__Instructions to follow__: With the records in front of you, set every one of them down exactly.
━━━━━ Stored data ━━━━━
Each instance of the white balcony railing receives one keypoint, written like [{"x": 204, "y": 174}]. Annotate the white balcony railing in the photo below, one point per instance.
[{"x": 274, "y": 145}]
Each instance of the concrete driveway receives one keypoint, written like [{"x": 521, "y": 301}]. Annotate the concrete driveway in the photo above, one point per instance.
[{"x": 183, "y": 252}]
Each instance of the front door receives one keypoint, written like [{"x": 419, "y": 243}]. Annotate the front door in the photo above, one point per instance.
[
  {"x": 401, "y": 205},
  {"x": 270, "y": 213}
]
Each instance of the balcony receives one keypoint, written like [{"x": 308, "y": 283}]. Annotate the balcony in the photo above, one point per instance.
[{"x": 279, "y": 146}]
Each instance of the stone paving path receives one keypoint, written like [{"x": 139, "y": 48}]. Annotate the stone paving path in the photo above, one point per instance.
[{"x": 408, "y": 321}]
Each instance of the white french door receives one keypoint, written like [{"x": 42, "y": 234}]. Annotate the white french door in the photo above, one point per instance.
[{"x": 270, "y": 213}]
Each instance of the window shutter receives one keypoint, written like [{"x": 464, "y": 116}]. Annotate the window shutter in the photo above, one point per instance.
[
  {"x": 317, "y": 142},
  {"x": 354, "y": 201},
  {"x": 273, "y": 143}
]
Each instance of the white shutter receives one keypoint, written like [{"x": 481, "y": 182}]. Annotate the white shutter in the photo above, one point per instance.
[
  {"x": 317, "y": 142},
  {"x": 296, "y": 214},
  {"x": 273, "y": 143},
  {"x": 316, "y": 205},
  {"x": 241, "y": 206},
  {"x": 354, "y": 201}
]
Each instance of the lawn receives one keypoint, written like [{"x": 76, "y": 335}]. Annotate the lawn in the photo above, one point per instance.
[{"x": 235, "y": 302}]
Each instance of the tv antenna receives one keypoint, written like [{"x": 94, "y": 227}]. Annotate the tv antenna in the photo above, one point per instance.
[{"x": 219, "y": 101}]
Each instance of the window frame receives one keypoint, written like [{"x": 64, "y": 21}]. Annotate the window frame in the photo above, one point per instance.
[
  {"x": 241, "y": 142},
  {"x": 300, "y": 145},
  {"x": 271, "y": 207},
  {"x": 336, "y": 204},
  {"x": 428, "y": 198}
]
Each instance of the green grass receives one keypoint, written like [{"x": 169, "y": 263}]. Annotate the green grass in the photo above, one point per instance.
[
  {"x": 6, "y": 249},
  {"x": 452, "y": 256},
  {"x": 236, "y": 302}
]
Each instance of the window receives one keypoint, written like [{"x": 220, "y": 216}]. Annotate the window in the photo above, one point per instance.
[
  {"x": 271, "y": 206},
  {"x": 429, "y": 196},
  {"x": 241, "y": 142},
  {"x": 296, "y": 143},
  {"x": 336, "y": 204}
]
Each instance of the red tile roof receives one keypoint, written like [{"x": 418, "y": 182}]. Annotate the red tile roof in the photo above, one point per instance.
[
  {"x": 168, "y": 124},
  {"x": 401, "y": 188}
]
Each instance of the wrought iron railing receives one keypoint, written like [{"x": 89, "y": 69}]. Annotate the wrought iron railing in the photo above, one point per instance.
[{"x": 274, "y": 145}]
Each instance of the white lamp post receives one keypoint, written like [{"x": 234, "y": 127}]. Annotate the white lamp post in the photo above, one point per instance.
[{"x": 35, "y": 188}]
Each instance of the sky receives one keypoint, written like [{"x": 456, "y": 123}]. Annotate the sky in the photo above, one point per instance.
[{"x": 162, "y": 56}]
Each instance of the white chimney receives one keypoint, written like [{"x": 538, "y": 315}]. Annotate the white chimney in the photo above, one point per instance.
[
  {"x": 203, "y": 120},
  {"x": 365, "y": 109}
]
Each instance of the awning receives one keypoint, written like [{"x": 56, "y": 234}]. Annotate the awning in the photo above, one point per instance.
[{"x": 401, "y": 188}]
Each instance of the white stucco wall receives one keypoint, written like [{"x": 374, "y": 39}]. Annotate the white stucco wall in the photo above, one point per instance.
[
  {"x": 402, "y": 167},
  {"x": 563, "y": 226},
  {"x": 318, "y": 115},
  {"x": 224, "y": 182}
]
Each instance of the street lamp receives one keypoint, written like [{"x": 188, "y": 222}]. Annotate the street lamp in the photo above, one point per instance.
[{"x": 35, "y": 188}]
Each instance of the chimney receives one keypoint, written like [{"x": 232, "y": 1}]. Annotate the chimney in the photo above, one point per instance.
━━━━━
__Response to this exercise__:
Each instance of the white balcony railing receives one keypoint, written like [{"x": 204, "y": 174}]. Annotate the white balcony railing in the photo below, one point per instance.
[{"x": 274, "y": 145}]
Each instance of the concrete driveway receives one keypoint, written like [{"x": 521, "y": 301}]. Annotate the concrete driveway in the photo above, one point per instance.
[{"x": 183, "y": 252}]
Each instance of the front door receives one keypoint, written like [{"x": 419, "y": 243}]. Annotate the front door in the photo above, one point per instance.
[
  {"x": 401, "y": 205},
  {"x": 270, "y": 213}
]
Each instance of the balcony receives one keypoint, written like [{"x": 308, "y": 283}]. Annotate the balcony in the photo above, one point per instance.
[{"x": 279, "y": 146}]
Each instance of the stone paving path receives one keypoint, written like [{"x": 139, "y": 48}]. Annotate the stone paving path in the photo above, one point per instance.
[{"x": 408, "y": 321}]
Each instance of the white french door receives one keypoint, written like [{"x": 42, "y": 234}]. Annotate the white french door in the photo above, one point per instance.
[{"x": 270, "y": 213}]
Each instance of the window shutter receives one keypoint, written like [{"x": 464, "y": 116}]. Annotate the window shutter in the photo above, one point per instance.
[
  {"x": 317, "y": 142},
  {"x": 354, "y": 201},
  {"x": 273, "y": 143}
]
Each instance of the white shutter receives one keypoint, written like [{"x": 481, "y": 182}]. Annotate the white shutter in the photo above, one point per instance.
[
  {"x": 317, "y": 142},
  {"x": 296, "y": 214},
  {"x": 273, "y": 143},
  {"x": 316, "y": 205},
  {"x": 241, "y": 206},
  {"x": 354, "y": 201}
]
Each instance of the lawn receives one keypoint, written like [{"x": 76, "y": 335}]. Annotate the lawn in the photo above, one point per instance.
[{"x": 235, "y": 302}]
Each instance of the tv antenna receives one keypoint, written like [{"x": 94, "y": 227}]. Annotate the tv antenna in the photo above, one point per instance.
[{"x": 219, "y": 101}]
Each instance of the window frame receives one keypoint, written like [{"x": 64, "y": 21}]. Annotate the window frame in the photo above, one point per instance.
[
  {"x": 241, "y": 142},
  {"x": 300, "y": 145},
  {"x": 271, "y": 207},
  {"x": 336, "y": 204},
  {"x": 428, "y": 198}
]
Each instance of the green grass receives one keypoint, written like [{"x": 169, "y": 263}]. Annotate the green grass in the photo above, one point per instance.
[
  {"x": 6, "y": 249},
  {"x": 452, "y": 256},
  {"x": 236, "y": 302}
]
Each instance of the window receives one keypoint, written like [{"x": 220, "y": 216}]. Annotate the window in the photo above, one point per instance.
[
  {"x": 271, "y": 206},
  {"x": 429, "y": 196},
  {"x": 241, "y": 142},
  {"x": 296, "y": 143},
  {"x": 336, "y": 204}
]
Each instance of the red tile roof receives one keypoint, written like [{"x": 418, "y": 182}]. Annotate the red tile roof in the photo above, one point per instance.
[
  {"x": 168, "y": 124},
  {"x": 401, "y": 188}
]
Each instance of the wrought iron railing receives one keypoint, written like [{"x": 89, "y": 69}]. Annotate the wrought iron railing in the photo above, one point per instance.
[{"x": 274, "y": 145}]
Each instance of the white lamp post receives one keypoint, written like [{"x": 234, "y": 127}]. Annotate the white lamp post in the photo above, one point per instance.
[{"x": 35, "y": 188}]
Each instance of the sky receives one keypoint, written like [{"x": 456, "y": 123}]. Annotate the sky in the photo above, one point per instance.
[{"x": 162, "y": 56}]
Each instance of the white chimney receives one keypoint, written like [{"x": 538, "y": 315}]. Annotate the white chimney in the photo above, one point per instance.
[
  {"x": 203, "y": 120},
  {"x": 365, "y": 109}
]
Each instance of the awning receives one keypoint, written like [{"x": 56, "y": 234}]. Annotate the awning in the photo above, one point per instance.
[{"x": 401, "y": 188}]
Each instance of the white stucco wall receives one keypoint, written like [{"x": 374, "y": 39}]. Annotate the white stucco wall in the photo above, one point per instance.
[
  {"x": 402, "y": 167},
  {"x": 563, "y": 226},
  {"x": 318, "y": 115},
  {"x": 224, "y": 182}
]
Each instance of the street lamp receives one keypoint, written like [{"x": 188, "y": 222}]. Annotate the street lamp in the photo above, one point per instance.
[{"x": 35, "y": 188}]
Each instance of the chimney receives one keypoint, written like [{"x": 232, "y": 1}]. Annotate the chimney in the photo above, one point per instance.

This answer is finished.